** Start **

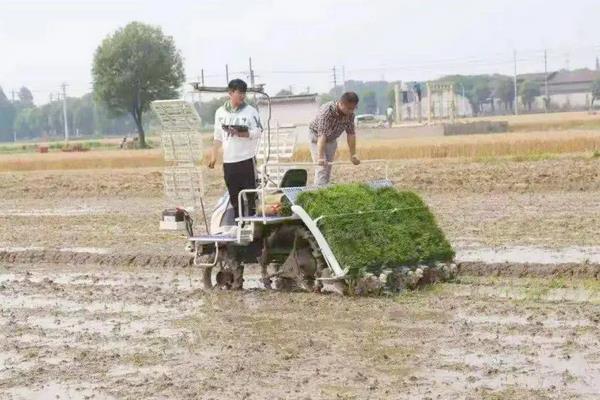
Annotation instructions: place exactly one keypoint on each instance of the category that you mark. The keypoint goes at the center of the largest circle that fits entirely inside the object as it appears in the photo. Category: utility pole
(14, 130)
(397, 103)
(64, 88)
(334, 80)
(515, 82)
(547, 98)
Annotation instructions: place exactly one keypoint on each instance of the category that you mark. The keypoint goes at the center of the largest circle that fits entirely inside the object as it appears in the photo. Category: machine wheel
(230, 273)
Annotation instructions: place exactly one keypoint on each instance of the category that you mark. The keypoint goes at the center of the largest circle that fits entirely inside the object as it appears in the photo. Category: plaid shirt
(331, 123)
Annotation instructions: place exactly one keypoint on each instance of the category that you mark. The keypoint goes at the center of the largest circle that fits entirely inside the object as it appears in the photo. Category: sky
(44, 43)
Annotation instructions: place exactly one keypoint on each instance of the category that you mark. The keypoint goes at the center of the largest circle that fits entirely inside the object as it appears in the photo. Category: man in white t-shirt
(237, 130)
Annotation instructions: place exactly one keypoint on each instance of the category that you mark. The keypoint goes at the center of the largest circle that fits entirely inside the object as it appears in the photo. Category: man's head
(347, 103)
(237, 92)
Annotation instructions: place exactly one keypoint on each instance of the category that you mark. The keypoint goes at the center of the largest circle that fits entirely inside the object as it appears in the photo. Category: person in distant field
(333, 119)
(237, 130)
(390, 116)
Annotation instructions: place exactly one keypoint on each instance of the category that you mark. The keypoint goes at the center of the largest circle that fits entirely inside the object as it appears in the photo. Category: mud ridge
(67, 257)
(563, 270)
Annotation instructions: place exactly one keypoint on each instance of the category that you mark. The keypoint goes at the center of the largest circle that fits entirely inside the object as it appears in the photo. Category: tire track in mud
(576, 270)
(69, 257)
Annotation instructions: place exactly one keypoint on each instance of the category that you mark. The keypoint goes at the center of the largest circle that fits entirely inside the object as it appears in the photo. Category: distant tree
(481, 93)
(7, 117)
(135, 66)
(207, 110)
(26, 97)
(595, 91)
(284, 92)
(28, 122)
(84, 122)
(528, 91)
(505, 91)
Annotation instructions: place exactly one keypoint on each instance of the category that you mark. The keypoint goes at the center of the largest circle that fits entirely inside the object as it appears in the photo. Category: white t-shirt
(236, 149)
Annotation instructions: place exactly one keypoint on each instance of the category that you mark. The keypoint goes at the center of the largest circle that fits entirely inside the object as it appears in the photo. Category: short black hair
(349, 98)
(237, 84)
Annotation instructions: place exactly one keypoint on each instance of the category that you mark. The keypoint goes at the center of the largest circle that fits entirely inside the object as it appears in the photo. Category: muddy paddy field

** End **
** Start **

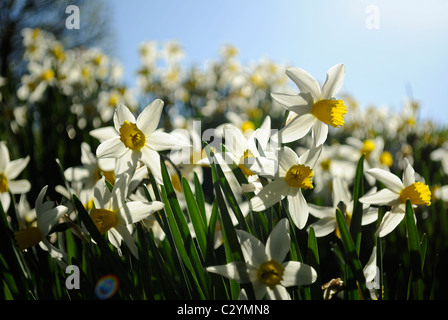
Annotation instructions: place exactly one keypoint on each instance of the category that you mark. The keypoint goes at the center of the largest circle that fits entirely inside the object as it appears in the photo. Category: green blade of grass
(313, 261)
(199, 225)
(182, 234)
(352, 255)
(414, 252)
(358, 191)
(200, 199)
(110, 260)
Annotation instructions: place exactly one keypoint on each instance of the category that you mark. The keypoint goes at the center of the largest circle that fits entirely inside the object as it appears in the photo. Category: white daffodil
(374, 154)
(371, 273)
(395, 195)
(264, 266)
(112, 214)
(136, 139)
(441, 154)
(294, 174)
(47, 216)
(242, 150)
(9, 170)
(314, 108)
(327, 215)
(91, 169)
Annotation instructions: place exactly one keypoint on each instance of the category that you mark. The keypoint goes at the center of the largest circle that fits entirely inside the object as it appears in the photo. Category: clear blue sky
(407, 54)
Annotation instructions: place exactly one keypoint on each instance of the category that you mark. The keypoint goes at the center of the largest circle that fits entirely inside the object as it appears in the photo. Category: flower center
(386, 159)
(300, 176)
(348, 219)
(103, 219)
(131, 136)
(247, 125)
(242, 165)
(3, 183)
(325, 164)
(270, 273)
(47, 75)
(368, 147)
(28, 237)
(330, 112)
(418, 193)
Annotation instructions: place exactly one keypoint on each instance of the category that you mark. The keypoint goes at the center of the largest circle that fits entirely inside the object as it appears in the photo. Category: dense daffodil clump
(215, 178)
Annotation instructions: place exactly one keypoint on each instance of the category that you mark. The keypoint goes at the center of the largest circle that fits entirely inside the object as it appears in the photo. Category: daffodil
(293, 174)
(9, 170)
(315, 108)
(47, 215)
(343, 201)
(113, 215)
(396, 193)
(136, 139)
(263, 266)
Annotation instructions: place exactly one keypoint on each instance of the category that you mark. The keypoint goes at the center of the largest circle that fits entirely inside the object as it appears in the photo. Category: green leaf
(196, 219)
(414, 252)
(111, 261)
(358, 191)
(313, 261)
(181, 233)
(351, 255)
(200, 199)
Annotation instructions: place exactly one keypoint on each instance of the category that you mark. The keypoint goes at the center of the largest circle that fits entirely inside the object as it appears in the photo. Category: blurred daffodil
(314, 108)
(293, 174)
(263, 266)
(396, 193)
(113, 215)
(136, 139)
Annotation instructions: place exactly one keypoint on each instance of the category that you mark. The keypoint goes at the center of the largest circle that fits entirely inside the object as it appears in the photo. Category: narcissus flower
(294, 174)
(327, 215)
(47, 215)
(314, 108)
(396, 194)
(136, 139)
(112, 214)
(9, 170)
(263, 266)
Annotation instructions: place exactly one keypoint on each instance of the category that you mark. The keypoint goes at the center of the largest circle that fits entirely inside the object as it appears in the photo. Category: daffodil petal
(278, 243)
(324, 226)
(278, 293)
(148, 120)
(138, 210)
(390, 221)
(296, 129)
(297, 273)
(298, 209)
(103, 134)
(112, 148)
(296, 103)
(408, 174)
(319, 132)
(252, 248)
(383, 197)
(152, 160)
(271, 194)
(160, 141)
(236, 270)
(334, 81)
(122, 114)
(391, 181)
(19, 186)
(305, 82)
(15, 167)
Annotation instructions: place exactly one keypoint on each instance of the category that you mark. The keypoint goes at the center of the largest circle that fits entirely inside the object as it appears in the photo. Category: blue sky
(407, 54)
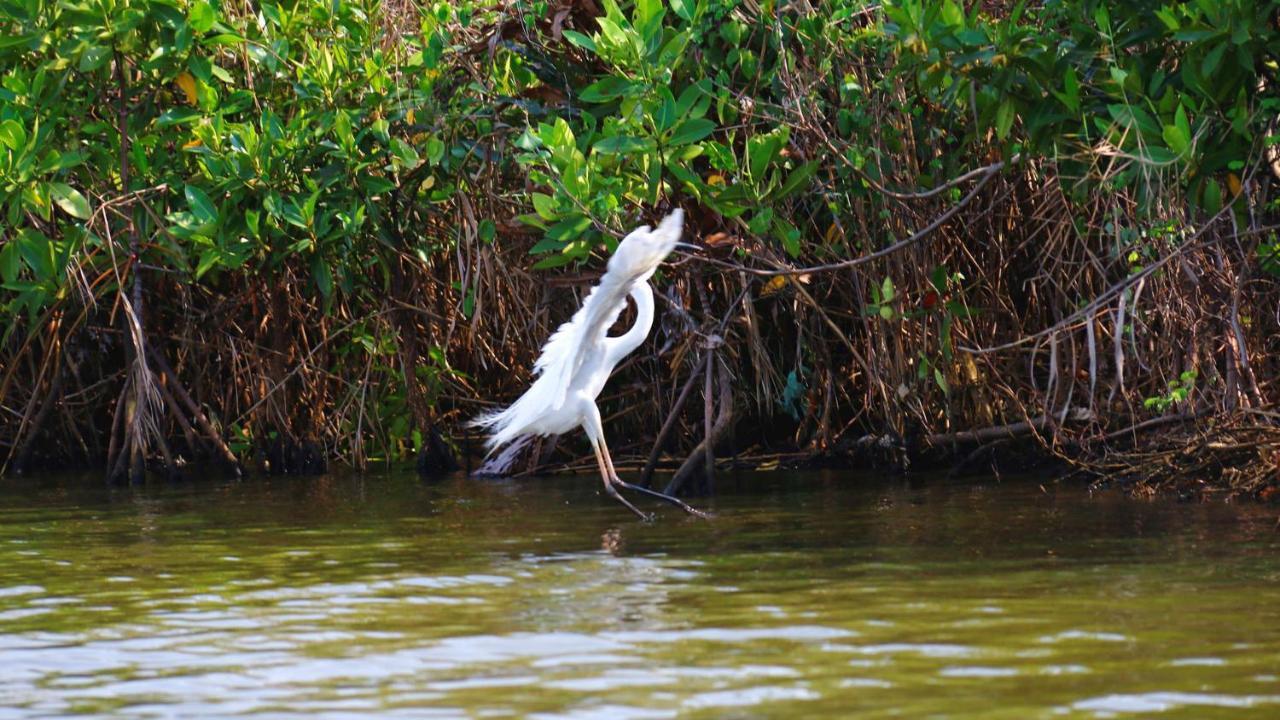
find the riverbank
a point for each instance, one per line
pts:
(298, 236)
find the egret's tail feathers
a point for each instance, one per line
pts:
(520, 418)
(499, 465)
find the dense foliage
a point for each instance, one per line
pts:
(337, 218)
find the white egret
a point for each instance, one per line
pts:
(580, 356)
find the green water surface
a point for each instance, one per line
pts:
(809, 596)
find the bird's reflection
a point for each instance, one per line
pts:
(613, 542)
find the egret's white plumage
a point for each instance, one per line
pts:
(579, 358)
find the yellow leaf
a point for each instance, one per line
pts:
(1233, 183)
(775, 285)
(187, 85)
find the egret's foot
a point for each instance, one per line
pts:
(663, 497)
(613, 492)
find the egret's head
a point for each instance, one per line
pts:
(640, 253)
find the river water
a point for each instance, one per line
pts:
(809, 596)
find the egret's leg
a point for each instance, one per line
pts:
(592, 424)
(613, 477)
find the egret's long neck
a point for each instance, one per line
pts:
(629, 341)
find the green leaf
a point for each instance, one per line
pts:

** End **
** Start **

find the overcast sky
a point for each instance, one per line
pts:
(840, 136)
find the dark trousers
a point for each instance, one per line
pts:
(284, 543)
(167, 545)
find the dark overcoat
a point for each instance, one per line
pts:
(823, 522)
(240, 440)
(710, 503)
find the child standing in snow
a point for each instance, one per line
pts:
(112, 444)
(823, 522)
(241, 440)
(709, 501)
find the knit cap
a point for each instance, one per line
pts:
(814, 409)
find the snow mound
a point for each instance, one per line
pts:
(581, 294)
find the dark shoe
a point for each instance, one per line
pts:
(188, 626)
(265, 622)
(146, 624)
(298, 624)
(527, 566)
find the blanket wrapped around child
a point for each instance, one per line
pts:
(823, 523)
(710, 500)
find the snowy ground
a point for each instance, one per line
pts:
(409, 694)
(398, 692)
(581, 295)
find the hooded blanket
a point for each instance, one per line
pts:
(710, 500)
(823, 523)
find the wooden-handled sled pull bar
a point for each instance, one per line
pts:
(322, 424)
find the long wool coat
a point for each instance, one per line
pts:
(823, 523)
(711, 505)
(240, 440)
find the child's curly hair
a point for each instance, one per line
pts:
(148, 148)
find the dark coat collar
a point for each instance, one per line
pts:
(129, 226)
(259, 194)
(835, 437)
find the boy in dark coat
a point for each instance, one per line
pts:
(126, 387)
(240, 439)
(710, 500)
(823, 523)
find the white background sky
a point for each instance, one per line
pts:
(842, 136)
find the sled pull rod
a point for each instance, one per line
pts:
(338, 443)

** End **

> _Given exercise_: Please find every row above that contains the string "pull", matching case exactly, and copy each of those rows in full.

> _Written solution_:
find the wooden-handled sled pull bar
find the sled pull rod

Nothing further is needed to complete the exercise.